Dataset rows:
____________________
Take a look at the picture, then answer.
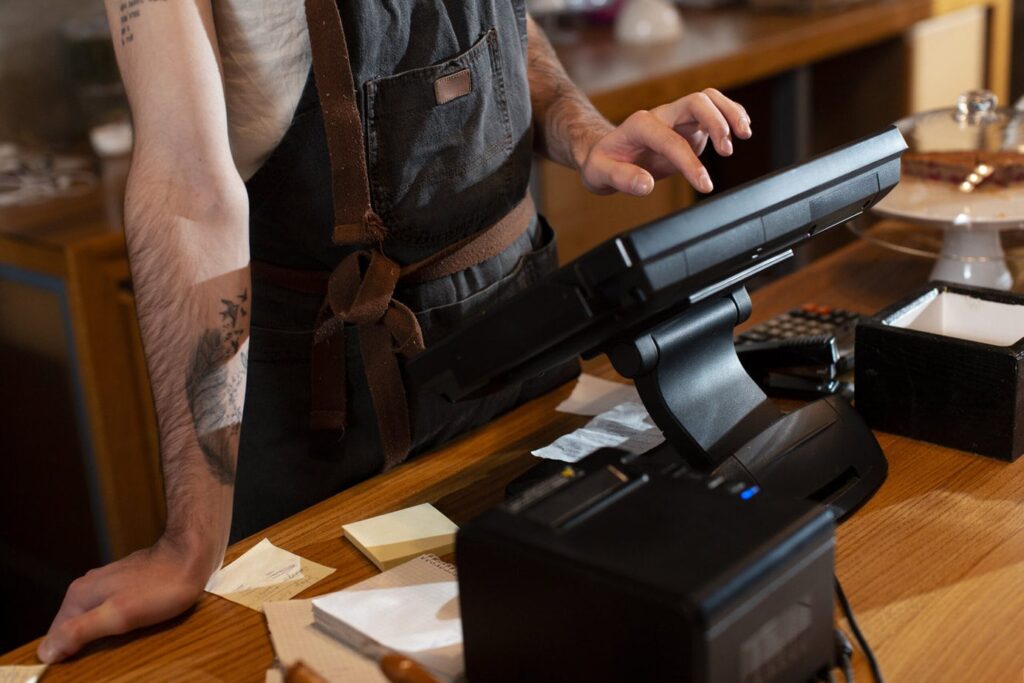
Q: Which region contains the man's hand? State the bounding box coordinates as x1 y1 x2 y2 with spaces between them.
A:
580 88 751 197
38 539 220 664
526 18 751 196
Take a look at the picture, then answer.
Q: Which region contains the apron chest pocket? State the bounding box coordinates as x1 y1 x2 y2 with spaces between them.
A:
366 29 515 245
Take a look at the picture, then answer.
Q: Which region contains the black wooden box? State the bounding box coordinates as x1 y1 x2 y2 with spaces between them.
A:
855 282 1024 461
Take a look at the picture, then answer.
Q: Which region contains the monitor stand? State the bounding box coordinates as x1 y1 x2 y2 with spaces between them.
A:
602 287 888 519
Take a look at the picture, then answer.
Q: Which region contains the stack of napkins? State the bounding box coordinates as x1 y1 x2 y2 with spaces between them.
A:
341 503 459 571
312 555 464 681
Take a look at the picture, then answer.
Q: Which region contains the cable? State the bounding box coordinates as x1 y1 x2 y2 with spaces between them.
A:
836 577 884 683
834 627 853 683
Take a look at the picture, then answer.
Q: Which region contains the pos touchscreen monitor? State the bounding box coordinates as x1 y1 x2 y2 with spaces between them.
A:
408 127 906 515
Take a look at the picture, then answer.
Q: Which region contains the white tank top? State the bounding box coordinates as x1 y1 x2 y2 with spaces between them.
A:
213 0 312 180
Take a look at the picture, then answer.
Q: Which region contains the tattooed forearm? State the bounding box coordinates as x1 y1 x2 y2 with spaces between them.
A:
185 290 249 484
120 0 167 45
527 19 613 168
____________________
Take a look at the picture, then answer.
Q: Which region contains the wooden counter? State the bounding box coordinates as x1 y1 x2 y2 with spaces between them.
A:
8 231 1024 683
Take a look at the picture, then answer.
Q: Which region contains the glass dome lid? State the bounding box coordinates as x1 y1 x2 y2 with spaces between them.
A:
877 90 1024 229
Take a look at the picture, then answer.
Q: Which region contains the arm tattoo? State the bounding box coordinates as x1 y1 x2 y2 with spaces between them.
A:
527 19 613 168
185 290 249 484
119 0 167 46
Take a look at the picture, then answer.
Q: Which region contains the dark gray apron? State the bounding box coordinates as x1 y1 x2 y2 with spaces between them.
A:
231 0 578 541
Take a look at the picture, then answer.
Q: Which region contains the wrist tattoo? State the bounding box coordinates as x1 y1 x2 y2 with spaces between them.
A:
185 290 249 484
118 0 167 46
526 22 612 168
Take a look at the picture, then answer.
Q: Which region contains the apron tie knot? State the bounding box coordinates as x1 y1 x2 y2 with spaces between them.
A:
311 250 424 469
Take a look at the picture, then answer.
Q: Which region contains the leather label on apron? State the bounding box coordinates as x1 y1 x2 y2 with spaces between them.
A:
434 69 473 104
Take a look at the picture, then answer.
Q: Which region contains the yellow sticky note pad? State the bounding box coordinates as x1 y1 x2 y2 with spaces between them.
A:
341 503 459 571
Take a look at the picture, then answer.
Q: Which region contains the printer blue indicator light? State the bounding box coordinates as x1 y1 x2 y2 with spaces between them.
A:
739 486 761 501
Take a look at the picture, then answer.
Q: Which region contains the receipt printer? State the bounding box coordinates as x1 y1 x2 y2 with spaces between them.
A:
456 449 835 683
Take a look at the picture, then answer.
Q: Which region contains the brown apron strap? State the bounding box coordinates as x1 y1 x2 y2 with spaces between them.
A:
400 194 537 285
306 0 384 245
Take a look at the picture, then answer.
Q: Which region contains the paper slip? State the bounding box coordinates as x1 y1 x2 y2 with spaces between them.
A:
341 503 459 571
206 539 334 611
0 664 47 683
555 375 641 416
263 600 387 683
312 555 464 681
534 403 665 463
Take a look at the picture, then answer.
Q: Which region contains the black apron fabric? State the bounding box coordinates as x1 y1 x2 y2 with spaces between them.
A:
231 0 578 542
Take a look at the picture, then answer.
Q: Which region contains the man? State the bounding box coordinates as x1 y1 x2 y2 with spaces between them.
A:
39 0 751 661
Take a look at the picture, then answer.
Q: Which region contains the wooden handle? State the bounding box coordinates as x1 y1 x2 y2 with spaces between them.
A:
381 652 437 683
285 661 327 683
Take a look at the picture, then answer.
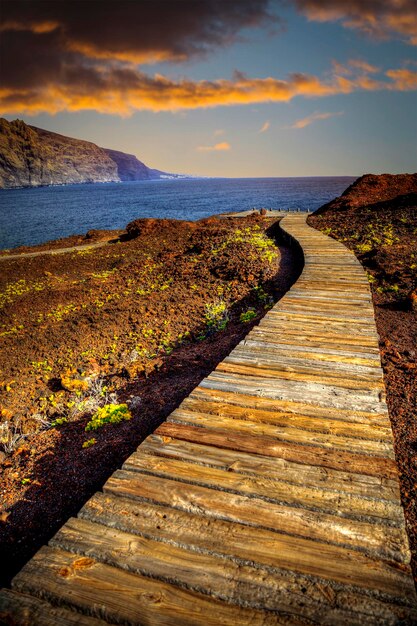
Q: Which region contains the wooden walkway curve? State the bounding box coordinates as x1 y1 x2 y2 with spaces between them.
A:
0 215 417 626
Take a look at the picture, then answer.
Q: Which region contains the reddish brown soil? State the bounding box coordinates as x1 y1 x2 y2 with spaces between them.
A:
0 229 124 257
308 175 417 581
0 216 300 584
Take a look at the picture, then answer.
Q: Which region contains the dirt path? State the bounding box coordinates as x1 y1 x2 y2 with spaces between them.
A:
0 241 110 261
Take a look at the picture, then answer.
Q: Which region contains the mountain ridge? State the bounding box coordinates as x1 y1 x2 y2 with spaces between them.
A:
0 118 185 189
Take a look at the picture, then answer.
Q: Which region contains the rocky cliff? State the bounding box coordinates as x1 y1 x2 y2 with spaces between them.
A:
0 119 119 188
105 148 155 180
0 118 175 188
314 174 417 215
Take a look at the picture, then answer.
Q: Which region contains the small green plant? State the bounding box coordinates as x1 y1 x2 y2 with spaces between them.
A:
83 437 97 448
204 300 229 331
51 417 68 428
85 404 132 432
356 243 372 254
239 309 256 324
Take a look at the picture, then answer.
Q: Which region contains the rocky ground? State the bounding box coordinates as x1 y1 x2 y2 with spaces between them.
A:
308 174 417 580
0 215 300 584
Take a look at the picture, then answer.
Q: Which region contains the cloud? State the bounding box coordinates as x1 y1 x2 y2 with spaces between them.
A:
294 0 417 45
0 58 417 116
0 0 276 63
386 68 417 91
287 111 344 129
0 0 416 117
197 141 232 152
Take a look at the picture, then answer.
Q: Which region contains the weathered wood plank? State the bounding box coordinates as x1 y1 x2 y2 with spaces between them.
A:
____________________
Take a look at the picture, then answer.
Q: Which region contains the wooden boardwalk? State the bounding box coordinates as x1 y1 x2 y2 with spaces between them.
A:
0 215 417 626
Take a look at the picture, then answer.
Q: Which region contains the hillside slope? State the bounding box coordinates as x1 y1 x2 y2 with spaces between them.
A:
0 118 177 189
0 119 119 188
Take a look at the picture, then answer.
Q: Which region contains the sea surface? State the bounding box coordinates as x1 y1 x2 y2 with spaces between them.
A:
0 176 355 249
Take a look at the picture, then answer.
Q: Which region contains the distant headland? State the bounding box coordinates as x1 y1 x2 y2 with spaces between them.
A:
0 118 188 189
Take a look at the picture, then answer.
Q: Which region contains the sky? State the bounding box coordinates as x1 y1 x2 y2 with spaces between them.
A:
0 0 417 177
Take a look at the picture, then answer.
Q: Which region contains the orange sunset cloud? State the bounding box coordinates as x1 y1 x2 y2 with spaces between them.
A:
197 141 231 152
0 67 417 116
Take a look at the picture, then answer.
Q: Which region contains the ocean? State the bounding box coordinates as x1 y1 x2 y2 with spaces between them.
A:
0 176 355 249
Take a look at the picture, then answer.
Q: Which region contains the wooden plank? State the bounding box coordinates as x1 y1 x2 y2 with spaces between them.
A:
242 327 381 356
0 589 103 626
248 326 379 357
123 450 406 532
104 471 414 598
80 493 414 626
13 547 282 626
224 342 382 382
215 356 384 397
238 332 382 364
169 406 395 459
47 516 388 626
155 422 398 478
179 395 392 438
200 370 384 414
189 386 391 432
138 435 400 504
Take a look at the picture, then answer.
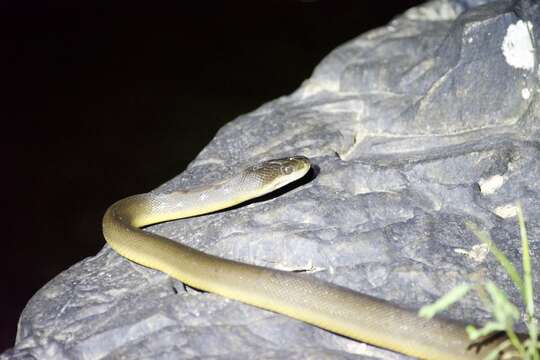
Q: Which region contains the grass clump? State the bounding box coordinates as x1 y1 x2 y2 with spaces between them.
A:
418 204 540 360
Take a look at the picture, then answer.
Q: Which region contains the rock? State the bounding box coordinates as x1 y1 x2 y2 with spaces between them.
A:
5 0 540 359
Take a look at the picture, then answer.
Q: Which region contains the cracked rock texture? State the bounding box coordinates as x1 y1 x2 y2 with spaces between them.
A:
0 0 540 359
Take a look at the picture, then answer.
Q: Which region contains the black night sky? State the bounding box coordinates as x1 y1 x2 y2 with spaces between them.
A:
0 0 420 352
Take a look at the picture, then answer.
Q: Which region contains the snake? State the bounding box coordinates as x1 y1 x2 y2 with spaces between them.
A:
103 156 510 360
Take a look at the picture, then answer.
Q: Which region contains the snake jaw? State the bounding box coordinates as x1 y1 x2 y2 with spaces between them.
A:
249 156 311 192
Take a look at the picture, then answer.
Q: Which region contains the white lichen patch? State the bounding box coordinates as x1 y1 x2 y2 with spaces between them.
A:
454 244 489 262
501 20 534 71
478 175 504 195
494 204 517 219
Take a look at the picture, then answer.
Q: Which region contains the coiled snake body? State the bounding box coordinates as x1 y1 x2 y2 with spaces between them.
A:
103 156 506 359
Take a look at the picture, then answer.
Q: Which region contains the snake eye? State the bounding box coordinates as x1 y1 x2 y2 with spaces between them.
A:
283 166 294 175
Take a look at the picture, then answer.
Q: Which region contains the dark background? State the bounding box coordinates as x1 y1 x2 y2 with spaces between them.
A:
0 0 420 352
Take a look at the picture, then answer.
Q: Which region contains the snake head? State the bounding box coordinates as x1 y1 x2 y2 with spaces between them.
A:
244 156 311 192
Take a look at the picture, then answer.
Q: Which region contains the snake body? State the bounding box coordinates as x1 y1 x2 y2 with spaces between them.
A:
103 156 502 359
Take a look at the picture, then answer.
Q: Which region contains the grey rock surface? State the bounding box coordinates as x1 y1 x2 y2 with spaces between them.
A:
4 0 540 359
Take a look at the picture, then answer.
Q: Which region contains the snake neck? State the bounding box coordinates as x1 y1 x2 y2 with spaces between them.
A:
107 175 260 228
____________________
GIVEN INSTRUCTION: Locate each line in the data above that contains the word "white". Copy every such line.

WORKED SOLUTION:
Q: Which region contains the white tank top? State the bounding box coordinates as x1 y1 x2 y2 with spaces between them.
Q: Which region contains the white lichen patch? State the bounding box coordinates as x1 y1 x2 y2 with spaces between them.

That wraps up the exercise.